#### [Dataset extract]
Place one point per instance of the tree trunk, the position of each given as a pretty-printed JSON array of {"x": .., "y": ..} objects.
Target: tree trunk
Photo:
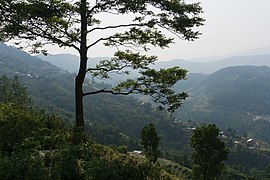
[{"x": 82, "y": 70}]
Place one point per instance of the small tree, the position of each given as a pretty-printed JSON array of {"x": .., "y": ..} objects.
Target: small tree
[
  {"x": 78, "y": 24},
  {"x": 209, "y": 153},
  {"x": 150, "y": 141},
  {"x": 13, "y": 92}
]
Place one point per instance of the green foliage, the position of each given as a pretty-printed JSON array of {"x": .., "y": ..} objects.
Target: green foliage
[
  {"x": 69, "y": 24},
  {"x": 12, "y": 92},
  {"x": 150, "y": 141},
  {"x": 209, "y": 152},
  {"x": 35, "y": 145}
]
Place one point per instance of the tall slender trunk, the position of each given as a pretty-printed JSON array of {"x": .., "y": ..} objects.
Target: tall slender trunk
[{"x": 82, "y": 70}]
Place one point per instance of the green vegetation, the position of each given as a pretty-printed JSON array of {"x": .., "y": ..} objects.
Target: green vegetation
[
  {"x": 209, "y": 153},
  {"x": 69, "y": 24},
  {"x": 37, "y": 145},
  {"x": 150, "y": 141}
]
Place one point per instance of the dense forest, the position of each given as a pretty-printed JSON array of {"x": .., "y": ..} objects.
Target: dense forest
[{"x": 112, "y": 121}]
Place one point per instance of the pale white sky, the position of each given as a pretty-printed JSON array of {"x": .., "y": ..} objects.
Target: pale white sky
[{"x": 231, "y": 26}]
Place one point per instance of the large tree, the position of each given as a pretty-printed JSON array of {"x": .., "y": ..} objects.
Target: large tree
[
  {"x": 209, "y": 152},
  {"x": 77, "y": 24}
]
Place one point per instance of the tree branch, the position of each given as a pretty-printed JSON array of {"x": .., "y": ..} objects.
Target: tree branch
[{"x": 116, "y": 26}]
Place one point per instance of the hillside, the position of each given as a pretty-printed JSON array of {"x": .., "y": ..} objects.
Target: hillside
[
  {"x": 70, "y": 62},
  {"x": 233, "y": 97},
  {"x": 111, "y": 120}
]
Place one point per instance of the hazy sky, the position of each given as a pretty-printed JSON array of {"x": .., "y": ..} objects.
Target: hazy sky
[{"x": 231, "y": 26}]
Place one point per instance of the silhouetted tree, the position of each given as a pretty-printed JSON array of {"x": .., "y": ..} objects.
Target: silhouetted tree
[
  {"x": 209, "y": 153},
  {"x": 77, "y": 24},
  {"x": 150, "y": 141}
]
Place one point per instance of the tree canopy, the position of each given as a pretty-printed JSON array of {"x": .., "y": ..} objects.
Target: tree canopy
[
  {"x": 150, "y": 141},
  {"x": 75, "y": 24},
  {"x": 209, "y": 152}
]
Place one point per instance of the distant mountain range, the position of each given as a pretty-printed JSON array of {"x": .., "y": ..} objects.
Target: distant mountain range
[
  {"x": 234, "y": 97},
  {"x": 71, "y": 62},
  {"x": 231, "y": 92},
  {"x": 111, "y": 120}
]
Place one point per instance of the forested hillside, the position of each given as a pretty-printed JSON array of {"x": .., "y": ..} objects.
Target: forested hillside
[
  {"x": 118, "y": 120},
  {"x": 233, "y": 97},
  {"x": 111, "y": 120}
]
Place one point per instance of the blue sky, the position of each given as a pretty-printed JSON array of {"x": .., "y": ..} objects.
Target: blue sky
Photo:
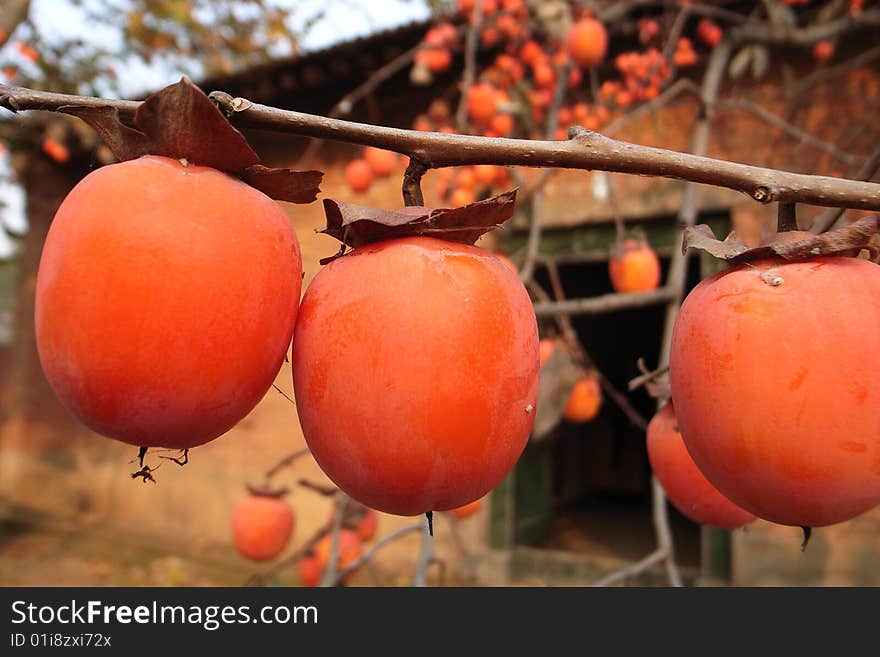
[{"x": 342, "y": 20}]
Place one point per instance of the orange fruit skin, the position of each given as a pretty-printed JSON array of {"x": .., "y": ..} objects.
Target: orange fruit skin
[
  {"x": 261, "y": 527},
  {"x": 546, "y": 347},
  {"x": 415, "y": 369},
  {"x": 776, "y": 387},
  {"x": 350, "y": 548},
  {"x": 636, "y": 269},
  {"x": 467, "y": 510},
  {"x": 165, "y": 302},
  {"x": 587, "y": 42},
  {"x": 584, "y": 401},
  {"x": 686, "y": 487}
]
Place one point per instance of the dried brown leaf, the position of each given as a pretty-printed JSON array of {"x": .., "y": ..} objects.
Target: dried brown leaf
[
  {"x": 182, "y": 122},
  {"x": 284, "y": 184},
  {"x": 125, "y": 142},
  {"x": 791, "y": 245},
  {"x": 355, "y": 225}
]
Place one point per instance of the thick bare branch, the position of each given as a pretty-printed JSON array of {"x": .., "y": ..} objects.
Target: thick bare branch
[{"x": 588, "y": 150}]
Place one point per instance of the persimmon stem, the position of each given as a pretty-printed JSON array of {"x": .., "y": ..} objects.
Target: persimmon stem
[
  {"x": 786, "y": 218},
  {"x": 412, "y": 183}
]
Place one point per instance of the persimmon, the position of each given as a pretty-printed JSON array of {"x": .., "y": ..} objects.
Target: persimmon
[
  {"x": 261, "y": 526},
  {"x": 56, "y": 150},
  {"x": 584, "y": 401},
  {"x": 686, "y": 487},
  {"x": 467, "y": 510},
  {"x": 587, "y": 42},
  {"x": 634, "y": 267},
  {"x": 164, "y": 326},
  {"x": 482, "y": 103},
  {"x": 502, "y": 124},
  {"x": 546, "y": 347},
  {"x": 437, "y": 58},
  {"x": 413, "y": 394},
  {"x": 381, "y": 162},
  {"x": 508, "y": 263},
  {"x": 823, "y": 51},
  {"x": 774, "y": 379},
  {"x": 359, "y": 175}
]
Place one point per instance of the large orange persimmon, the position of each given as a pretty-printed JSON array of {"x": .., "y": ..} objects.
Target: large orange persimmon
[
  {"x": 773, "y": 372},
  {"x": 686, "y": 487},
  {"x": 261, "y": 526},
  {"x": 415, "y": 369},
  {"x": 165, "y": 302}
]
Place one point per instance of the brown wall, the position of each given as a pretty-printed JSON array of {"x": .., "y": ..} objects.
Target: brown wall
[{"x": 86, "y": 478}]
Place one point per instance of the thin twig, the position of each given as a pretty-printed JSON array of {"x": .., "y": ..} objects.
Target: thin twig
[
  {"x": 412, "y": 183},
  {"x": 789, "y": 129},
  {"x": 587, "y": 150},
  {"x": 378, "y": 545},
  {"x": 472, "y": 43},
  {"x": 527, "y": 270},
  {"x": 604, "y": 303},
  {"x": 829, "y": 217},
  {"x": 639, "y": 566},
  {"x": 426, "y": 558},
  {"x": 329, "y": 577}
]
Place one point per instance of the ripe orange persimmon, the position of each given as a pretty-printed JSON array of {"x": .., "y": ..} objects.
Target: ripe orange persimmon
[
  {"x": 56, "y": 150},
  {"x": 359, "y": 175},
  {"x": 467, "y": 510},
  {"x": 584, "y": 401},
  {"x": 587, "y": 42},
  {"x": 382, "y": 162},
  {"x": 261, "y": 526},
  {"x": 165, "y": 325},
  {"x": 415, "y": 395},
  {"x": 546, "y": 347},
  {"x": 482, "y": 103},
  {"x": 634, "y": 267},
  {"x": 773, "y": 372},
  {"x": 686, "y": 487}
]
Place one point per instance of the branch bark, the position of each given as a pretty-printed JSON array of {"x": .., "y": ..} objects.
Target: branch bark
[{"x": 587, "y": 150}]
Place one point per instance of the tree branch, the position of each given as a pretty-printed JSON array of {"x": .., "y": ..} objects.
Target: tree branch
[
  {"x": 830, "y": 216},
  {"x": 789, "y": 129},
  {"x": 587, "y": 150}
]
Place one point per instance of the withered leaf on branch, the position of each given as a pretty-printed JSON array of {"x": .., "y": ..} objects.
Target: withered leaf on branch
[
  {"x": 558, "y": 376},
  {"x": 125, "y": 142},
  {"x": 283, "y": 184},
  {"x": 181, "y": 122},
  {"x": 356, "y": 225},
  {"x": 791, "y": 245}
]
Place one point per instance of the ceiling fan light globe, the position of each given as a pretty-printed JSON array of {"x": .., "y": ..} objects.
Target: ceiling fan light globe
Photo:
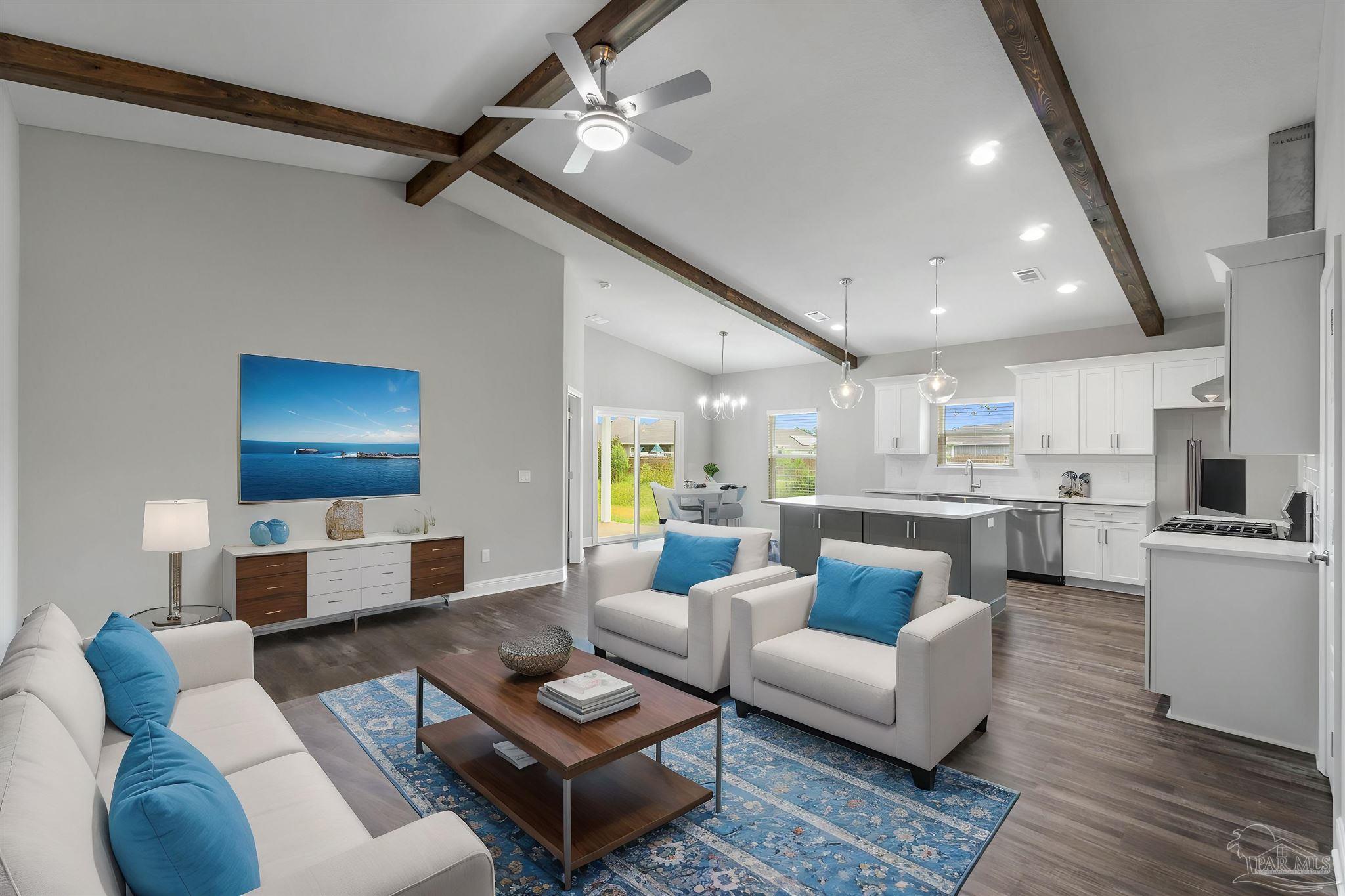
[{"x": 603, "y": 131}]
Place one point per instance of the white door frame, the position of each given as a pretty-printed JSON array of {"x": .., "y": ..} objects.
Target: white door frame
[
  {"x": 600, "y": 410},
  {"x": 572, "y": 476}
]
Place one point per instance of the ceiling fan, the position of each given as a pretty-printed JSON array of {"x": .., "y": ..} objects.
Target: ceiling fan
[{"x": 606, "y": 121}]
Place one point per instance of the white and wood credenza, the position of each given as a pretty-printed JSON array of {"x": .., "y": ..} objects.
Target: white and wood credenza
[{"x": 284, "y": 586}]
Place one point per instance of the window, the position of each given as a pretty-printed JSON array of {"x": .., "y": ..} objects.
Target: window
[
  {"x": 977, "y": 430},
  {"x": 793, "y": 467}
]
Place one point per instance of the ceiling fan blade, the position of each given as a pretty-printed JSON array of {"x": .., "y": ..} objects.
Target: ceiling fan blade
[
  {"x": 659, "y": 146},
  {"x": 693, "y": 83},
  {"x": 579, "y": 160},
  {"x": 529, "y": 112},
  {"x": 567, "y": 49}
]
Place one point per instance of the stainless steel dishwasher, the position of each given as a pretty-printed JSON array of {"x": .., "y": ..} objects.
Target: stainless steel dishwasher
[{"x": 1036, "y": 531}]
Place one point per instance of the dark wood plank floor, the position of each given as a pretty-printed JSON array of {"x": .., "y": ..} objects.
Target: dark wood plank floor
[{"x": 1115, "y": 797}]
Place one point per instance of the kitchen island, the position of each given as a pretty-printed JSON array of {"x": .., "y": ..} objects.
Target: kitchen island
[{"x": 971, "y": 534}]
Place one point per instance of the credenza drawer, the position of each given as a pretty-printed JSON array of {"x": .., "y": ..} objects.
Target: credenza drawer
[
  {"x": 327, "y": 605},
  {"x": 390, "y": 574},
  {"x": 436, "y": 587},
  {"x": 334, "y": 561},
  {"x": 272, "y": 586},
  {"x": 334, "y": 582},
  {"x": 385, "y": 554},
  {"x": 385, "y": 594},
  {"x": 260, "y": 612},
  {"x": 269, "y": 565},
  {"x": 436, "y": 550}
]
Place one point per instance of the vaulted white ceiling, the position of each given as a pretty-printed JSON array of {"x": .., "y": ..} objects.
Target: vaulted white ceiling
[{"x": 834, "y": 144}]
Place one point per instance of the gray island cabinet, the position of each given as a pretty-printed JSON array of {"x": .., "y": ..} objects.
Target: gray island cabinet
[{"x": 971, "y": 534}]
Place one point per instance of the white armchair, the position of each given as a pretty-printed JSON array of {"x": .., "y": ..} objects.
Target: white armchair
[
  {"x": 681, "y": 637},
  {"x": 915, "y": 702}
]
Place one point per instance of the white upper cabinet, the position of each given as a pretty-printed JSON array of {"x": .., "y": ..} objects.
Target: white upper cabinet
[
  {"x": 900, "y": 417},
  {"x": 1102, "y": 405},
  {"x": 1173, "y": 381},
  {"x": 1047, "y": 413}
]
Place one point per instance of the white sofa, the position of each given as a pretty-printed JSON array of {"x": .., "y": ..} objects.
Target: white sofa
[
  {"x": 681, "y": 637},
  {"x": 915, "y": 702},
  {"x": 60, "y": 758}
]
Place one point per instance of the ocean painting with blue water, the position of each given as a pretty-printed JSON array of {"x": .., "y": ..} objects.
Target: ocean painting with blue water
[{"x": 324, "y": 430}]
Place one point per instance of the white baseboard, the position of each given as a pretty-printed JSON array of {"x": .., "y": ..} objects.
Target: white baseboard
[{"x": 509, "y": 584}]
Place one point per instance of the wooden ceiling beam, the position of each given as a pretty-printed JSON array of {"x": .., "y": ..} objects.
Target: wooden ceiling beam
[
  {"x": 531, "y": 188},
  {"x": 47, "y": 65},
  {"x": 1023, "y": 32},
  {"x": 618, "y": 24}
]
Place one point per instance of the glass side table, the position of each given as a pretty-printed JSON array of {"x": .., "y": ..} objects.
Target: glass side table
[{"x": 156, "y": 620}]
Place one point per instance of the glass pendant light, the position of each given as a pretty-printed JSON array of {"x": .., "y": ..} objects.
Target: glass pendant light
[
  {"x": 937, "y": 386},
  {"x": 847, "y": 394},
  {"x": 722, "y": 408}
]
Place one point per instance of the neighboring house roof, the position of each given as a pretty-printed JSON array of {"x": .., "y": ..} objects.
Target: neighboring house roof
[{"x": 657, "y": 433}]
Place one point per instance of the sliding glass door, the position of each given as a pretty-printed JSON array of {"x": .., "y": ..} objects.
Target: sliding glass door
[{"x": 634, "y": 450}]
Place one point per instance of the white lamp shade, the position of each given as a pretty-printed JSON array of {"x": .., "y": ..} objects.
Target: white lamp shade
[{"x": 177, "y": 526}]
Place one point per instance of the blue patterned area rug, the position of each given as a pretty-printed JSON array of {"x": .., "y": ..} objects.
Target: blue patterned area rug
[{"x": 801, "y": 815}]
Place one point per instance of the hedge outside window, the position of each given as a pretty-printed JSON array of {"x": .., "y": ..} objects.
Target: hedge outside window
[
  {"x": 975, "y": 430},
  {"x": 793, "y": 445}
]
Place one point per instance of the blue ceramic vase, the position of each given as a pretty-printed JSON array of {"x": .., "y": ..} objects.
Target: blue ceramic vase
[{"x": 260, "y": 534}]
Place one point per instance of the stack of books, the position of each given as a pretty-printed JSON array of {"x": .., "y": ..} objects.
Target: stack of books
[
  {"x": 588, "y": 696},
  {"x": 513, "y": 756}
]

#### [Work task]
Of the entries above, repeat exactly the lines from the line with "Place one point per instance of the neighboring" through the line with "Place one point per instance of the sliding", both of them included.

#### [Solution]
Place one point per instance of the neighboring house roof, the position of each given as a pretty-printed JSON array of {"x": .., "y": ..} objects.
Target: neighboring house roof
[{"x": 657, "y": 433}]
Place one point per instance of the sliding glass door, the position of each given as a pretty-printed JSON array of {"x": .., "y": ..} objects.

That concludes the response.